**Work to be completed**
Put the lines of the data, from the line containing "Where can the lamp" through the end of the data, inclusive, into a JSON list of strings with one string per line and no blank lines. Leave the pictures out of the list.

**Data shown**
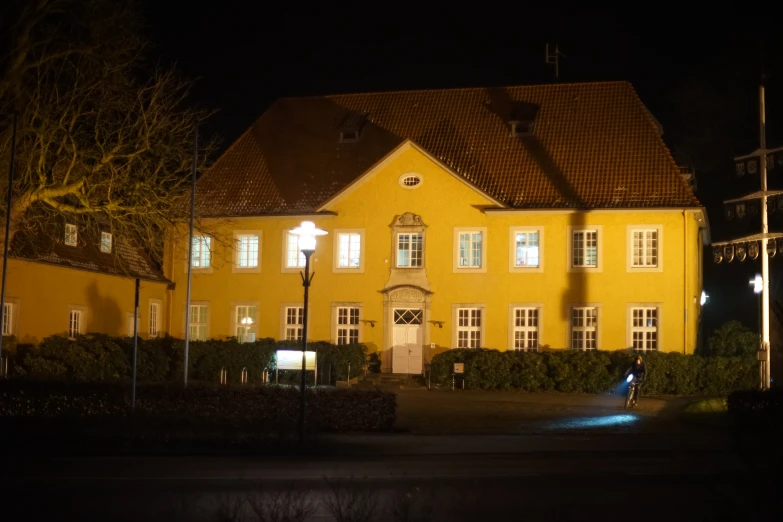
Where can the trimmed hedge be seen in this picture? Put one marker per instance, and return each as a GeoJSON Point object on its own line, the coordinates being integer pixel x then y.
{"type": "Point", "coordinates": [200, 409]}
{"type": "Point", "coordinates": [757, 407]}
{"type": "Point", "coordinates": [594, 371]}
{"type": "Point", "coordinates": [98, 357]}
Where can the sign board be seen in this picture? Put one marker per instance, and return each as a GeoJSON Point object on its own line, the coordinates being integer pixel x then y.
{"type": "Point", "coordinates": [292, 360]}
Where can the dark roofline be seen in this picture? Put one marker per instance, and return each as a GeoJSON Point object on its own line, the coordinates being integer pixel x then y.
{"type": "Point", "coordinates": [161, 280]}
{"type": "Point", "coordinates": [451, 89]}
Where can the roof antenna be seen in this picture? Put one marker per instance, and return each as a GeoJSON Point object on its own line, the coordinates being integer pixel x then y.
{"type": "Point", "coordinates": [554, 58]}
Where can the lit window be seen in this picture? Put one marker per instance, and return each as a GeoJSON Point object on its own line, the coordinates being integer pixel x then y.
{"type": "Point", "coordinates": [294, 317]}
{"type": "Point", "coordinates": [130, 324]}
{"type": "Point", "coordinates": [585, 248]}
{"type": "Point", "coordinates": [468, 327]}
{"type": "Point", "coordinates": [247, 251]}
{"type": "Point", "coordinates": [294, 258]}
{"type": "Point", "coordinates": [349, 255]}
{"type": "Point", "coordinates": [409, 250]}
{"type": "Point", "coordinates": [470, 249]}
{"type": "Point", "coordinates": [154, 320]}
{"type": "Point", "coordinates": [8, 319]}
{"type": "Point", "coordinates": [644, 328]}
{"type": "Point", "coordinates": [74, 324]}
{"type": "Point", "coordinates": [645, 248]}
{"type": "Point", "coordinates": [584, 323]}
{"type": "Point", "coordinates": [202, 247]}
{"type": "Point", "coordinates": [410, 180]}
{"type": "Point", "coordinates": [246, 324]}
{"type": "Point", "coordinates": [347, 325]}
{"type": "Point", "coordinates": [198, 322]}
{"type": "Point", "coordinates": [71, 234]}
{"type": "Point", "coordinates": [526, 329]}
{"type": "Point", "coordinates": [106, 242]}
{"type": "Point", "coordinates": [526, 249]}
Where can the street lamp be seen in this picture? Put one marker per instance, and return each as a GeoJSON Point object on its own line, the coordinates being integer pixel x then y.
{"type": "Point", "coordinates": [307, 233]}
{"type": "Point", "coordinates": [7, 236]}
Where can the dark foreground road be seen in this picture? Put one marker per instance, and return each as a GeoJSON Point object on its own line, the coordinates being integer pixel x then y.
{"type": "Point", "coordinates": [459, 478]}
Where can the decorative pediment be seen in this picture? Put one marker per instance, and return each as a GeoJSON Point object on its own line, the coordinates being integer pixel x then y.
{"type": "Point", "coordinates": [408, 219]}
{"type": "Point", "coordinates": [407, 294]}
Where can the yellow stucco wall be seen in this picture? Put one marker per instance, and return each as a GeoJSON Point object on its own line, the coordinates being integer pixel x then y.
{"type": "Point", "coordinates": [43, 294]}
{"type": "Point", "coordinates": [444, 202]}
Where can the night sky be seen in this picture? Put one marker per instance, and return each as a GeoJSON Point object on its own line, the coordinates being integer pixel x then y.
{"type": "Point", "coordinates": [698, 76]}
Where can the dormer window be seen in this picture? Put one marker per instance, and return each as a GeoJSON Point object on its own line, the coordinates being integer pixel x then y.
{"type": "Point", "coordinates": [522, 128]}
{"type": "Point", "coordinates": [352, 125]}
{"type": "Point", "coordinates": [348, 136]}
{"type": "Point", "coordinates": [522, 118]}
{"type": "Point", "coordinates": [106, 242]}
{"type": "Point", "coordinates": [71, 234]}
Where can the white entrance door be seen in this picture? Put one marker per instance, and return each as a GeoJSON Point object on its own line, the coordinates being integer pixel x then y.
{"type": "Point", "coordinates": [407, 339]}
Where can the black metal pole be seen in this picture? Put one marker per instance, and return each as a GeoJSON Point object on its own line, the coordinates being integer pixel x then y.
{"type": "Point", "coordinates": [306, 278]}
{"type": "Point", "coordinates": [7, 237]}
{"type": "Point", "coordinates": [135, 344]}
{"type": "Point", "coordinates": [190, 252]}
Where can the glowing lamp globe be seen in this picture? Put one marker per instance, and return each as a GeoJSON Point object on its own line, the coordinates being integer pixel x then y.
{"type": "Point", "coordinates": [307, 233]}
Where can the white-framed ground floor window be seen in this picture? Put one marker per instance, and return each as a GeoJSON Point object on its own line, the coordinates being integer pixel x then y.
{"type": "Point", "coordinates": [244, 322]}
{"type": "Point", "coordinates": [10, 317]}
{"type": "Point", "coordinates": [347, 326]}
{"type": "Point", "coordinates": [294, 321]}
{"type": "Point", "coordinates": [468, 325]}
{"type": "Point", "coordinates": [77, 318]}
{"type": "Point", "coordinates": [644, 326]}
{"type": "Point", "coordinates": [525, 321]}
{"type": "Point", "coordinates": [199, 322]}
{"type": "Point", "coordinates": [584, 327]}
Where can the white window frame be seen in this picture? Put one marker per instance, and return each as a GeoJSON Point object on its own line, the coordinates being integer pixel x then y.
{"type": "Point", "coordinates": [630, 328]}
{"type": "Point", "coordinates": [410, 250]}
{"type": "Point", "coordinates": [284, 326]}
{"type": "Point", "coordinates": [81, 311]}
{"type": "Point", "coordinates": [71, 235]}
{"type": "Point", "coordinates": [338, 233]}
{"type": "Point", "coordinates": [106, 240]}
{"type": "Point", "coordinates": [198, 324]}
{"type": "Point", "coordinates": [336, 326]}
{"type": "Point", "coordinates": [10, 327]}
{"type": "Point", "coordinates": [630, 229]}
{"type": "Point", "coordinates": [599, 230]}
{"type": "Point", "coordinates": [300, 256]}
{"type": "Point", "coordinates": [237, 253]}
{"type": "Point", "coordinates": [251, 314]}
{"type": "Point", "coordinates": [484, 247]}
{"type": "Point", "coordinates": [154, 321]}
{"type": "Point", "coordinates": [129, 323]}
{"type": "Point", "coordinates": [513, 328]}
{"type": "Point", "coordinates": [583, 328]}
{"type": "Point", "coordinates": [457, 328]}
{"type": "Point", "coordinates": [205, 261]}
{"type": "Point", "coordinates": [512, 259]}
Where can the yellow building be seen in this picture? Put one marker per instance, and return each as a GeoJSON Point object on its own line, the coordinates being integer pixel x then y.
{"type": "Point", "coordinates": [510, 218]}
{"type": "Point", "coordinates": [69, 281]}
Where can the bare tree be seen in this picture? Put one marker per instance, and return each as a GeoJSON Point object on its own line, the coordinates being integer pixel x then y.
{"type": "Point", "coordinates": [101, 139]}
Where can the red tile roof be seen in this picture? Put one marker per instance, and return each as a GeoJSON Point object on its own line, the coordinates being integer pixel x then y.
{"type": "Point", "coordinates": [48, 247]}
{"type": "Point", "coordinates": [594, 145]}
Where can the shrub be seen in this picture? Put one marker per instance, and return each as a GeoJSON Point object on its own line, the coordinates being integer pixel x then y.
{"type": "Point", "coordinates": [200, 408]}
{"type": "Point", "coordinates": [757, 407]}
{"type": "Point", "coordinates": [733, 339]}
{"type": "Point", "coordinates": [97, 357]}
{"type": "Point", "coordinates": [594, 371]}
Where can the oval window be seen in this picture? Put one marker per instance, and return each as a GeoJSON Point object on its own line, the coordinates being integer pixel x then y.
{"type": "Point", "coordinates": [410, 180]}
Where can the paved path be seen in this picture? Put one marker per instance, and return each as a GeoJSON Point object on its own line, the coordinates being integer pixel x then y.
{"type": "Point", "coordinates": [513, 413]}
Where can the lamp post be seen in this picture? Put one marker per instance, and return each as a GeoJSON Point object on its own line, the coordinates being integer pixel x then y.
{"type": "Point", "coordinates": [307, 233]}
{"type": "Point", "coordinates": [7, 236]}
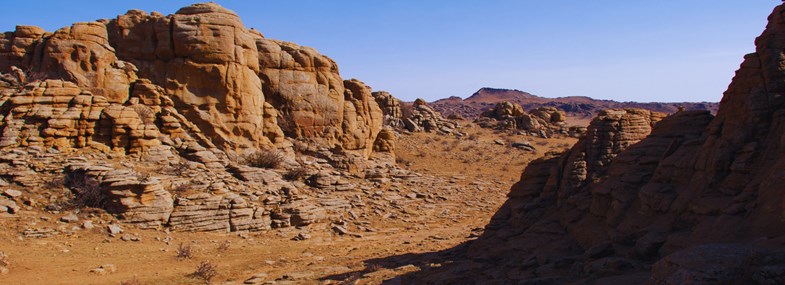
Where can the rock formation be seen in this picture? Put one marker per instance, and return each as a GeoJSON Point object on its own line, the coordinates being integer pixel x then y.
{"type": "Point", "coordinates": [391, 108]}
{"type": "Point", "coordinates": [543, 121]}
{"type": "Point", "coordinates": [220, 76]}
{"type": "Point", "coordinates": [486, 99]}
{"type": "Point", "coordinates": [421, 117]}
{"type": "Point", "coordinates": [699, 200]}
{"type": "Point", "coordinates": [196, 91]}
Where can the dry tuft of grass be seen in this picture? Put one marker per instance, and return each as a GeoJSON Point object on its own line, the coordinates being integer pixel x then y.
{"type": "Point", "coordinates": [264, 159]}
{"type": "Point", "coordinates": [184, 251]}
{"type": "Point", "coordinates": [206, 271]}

**Exercise result**
[
  "Where can the lamp post be seen in this picture? Put one marker per instance, and return each as a GeoJSON Point object on its own line, the coordinates being integer pixel x then y.",
  "{\"type\": \"Point\", \"coordinates\": [307, 233]}",
  "{\"type\": \"Point\", \"coordinates\": [7, 236]}",
  "Where can the rock formation be seen in this picture? Put one marker per instance, and return each as a GeoJSON Point object on its own line, the coordinates being integer pixel x then y.",
  "{\"type\": \"Point\", \"coordinates\": [391, 108]}",
  "{\"type\": \"Point\", \"coordinates\": [543, 121]}",
  "{\"type\": \"Point\", \"coordinates\": [220, 76]}",
  "{\"type\": \"Point\", \"coordinates\": [486, 99]}",
  "{\"type\": \"Point\", \"coordinates\": [421, 117]}",
  "{\"type\": \"Point\", \"coordinates\": [699, 200]}",
  "{\"type\": \"Point\", \"coordinates\": [196, 91]}",
  "Where can the dry tuft of grass be seen in this picture? Put one marker per instance, and return each as a GeoJSON Point object on its own line, the coordinates being integer pixel x then y.",
  "{\"type\": \"Point\", \"coordinates\": [264, 159]}",
  "{\"type\": \"Point\", \"coordinates\": [184, 251]}",
  "{\"type\": \"Point\", \"coordinates\": [206, 271]}"
]